EXERCISE OBJECTIVE: Count the lines in the material below that contain the string "gray" and reply with that number alone.

PROVIDED DATA:
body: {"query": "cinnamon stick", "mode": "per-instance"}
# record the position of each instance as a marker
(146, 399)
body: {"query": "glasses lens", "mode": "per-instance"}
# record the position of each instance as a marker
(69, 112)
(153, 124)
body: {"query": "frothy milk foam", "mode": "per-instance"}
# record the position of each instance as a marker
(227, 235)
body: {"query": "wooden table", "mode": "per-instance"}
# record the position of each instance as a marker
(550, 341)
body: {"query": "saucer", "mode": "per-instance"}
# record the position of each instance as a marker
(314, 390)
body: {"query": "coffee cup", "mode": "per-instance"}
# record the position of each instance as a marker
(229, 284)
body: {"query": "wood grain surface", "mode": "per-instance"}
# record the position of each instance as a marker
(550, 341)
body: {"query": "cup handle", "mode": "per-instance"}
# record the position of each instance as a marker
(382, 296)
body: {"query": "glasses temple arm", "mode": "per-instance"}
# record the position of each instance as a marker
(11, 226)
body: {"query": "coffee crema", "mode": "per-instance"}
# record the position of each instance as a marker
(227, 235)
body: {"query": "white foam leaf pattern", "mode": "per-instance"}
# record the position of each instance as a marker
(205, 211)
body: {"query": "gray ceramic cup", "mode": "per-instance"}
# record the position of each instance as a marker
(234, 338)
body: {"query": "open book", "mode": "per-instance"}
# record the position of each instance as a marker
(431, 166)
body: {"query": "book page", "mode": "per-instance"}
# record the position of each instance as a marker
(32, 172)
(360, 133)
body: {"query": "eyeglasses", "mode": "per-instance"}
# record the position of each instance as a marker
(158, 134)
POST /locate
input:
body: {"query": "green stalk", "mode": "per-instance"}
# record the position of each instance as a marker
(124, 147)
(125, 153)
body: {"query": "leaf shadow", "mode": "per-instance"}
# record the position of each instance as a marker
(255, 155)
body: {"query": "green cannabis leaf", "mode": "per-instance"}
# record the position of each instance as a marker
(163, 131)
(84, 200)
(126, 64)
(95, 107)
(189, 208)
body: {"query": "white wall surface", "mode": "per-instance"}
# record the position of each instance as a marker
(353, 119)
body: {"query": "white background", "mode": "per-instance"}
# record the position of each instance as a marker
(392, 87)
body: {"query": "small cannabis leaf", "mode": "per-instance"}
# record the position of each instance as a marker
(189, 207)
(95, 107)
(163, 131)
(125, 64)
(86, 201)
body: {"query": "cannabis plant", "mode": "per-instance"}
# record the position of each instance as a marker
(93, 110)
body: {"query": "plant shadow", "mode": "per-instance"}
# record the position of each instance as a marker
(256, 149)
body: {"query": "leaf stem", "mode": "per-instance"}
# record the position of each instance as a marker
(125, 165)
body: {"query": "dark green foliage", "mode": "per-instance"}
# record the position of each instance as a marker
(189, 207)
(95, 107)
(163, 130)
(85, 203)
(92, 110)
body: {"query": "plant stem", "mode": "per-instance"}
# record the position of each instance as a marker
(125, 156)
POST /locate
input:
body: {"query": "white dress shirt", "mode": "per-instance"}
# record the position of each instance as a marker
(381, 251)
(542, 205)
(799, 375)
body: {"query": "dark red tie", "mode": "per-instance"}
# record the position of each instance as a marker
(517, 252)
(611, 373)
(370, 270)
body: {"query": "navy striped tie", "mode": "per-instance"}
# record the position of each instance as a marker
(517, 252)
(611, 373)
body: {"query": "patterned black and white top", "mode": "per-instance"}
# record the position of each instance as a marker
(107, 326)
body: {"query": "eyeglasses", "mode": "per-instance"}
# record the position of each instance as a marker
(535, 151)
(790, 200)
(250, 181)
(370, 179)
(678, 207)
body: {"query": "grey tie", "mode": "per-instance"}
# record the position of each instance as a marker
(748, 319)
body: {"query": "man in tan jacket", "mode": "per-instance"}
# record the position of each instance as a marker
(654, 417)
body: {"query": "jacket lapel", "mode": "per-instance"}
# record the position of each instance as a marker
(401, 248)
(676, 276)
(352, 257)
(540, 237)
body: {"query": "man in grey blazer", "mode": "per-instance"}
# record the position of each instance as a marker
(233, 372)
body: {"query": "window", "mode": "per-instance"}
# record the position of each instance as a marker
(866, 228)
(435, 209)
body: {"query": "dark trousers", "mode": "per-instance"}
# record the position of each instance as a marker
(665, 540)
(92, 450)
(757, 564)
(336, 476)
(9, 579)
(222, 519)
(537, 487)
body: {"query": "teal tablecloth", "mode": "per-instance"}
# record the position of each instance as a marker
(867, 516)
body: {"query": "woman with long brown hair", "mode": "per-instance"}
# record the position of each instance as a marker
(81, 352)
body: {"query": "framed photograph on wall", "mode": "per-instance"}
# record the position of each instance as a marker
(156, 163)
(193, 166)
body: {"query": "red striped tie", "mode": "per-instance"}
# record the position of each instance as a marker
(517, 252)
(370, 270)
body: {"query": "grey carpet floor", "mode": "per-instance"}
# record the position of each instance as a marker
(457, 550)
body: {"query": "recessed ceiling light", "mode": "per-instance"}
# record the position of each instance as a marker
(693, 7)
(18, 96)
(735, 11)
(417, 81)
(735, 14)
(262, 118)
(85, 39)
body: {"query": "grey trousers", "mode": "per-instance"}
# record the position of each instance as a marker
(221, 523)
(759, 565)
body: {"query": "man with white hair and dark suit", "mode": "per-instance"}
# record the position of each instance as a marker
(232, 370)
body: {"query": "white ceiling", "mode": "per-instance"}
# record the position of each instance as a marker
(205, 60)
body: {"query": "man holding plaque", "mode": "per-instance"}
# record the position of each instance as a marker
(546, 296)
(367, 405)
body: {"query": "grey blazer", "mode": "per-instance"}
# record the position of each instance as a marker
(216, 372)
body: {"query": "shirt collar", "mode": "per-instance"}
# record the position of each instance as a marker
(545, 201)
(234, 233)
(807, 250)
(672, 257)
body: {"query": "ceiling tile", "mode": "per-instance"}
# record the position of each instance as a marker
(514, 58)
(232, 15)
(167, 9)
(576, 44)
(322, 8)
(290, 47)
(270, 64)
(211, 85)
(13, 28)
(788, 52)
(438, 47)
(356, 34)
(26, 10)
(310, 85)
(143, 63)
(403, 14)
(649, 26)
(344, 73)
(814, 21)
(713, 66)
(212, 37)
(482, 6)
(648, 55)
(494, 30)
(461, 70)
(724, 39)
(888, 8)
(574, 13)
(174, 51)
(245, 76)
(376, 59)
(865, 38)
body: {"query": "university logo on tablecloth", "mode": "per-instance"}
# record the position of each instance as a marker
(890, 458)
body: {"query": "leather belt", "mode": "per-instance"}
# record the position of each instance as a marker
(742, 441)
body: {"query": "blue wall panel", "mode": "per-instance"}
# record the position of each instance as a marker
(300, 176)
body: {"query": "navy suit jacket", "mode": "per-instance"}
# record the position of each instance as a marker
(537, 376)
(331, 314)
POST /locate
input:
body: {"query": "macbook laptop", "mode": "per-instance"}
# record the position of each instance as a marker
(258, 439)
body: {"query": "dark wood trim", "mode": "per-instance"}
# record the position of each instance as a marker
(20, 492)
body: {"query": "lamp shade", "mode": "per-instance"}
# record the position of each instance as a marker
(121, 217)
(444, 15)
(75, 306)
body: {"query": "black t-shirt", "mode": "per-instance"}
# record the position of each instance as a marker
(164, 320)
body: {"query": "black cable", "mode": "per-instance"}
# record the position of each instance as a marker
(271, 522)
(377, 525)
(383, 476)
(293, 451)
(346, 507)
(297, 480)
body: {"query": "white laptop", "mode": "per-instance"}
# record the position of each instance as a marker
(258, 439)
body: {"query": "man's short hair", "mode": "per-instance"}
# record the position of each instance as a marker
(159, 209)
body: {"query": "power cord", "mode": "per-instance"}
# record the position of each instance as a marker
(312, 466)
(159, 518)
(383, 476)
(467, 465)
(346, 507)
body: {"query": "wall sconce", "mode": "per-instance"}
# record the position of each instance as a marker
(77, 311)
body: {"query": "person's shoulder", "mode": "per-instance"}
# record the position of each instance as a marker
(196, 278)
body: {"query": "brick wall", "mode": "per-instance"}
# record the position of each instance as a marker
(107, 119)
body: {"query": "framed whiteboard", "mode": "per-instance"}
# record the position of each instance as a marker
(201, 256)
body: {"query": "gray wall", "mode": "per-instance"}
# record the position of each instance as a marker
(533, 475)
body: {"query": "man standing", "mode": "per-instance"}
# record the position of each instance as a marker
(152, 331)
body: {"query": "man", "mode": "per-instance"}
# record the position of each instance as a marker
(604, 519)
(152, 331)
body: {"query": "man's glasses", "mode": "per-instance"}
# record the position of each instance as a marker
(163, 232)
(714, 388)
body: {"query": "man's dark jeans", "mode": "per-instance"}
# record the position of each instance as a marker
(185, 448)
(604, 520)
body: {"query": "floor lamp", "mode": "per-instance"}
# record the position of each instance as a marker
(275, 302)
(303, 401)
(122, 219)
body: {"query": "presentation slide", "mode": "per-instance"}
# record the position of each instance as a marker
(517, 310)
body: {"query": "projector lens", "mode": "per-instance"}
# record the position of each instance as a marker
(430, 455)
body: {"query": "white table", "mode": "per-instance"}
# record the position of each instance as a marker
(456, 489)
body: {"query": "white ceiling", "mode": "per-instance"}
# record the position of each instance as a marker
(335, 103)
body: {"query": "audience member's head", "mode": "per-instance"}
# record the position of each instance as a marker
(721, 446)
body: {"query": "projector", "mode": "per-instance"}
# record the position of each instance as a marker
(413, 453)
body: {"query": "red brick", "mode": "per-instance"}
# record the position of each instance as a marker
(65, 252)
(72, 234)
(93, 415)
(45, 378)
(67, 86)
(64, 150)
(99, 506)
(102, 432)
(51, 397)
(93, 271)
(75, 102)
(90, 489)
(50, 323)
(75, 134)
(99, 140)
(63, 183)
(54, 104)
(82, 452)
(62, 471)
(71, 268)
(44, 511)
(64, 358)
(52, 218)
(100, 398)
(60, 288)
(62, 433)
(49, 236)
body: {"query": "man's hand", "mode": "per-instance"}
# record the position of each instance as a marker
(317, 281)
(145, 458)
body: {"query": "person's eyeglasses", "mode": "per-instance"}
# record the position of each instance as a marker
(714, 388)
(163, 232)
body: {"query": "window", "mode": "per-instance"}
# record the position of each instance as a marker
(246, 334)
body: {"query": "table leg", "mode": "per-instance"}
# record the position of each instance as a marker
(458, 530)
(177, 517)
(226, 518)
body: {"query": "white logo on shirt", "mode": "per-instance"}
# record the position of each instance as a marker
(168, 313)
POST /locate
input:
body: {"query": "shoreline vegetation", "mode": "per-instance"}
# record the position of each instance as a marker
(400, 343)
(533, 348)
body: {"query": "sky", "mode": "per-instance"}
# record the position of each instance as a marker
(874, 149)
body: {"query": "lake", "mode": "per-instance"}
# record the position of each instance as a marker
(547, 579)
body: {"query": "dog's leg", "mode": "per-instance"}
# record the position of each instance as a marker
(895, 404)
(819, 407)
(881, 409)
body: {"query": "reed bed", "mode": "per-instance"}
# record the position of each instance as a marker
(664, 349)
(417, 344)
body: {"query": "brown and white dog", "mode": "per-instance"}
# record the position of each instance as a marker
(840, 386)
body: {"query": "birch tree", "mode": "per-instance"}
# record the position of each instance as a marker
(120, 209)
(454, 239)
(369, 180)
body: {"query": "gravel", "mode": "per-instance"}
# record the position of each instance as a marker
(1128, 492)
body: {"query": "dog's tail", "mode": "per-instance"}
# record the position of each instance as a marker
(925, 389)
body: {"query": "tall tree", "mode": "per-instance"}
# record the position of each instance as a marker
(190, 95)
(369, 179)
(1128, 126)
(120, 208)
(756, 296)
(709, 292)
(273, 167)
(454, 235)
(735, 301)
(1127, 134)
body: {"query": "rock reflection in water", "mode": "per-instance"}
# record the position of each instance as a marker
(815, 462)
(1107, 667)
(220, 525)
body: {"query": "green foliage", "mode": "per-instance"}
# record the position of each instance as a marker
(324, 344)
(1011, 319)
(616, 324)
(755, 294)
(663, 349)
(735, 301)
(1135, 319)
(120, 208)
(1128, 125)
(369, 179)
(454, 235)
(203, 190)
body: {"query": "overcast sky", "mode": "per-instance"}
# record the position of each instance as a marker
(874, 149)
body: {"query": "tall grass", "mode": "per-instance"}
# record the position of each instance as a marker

WRITTEN SOLUTION: 2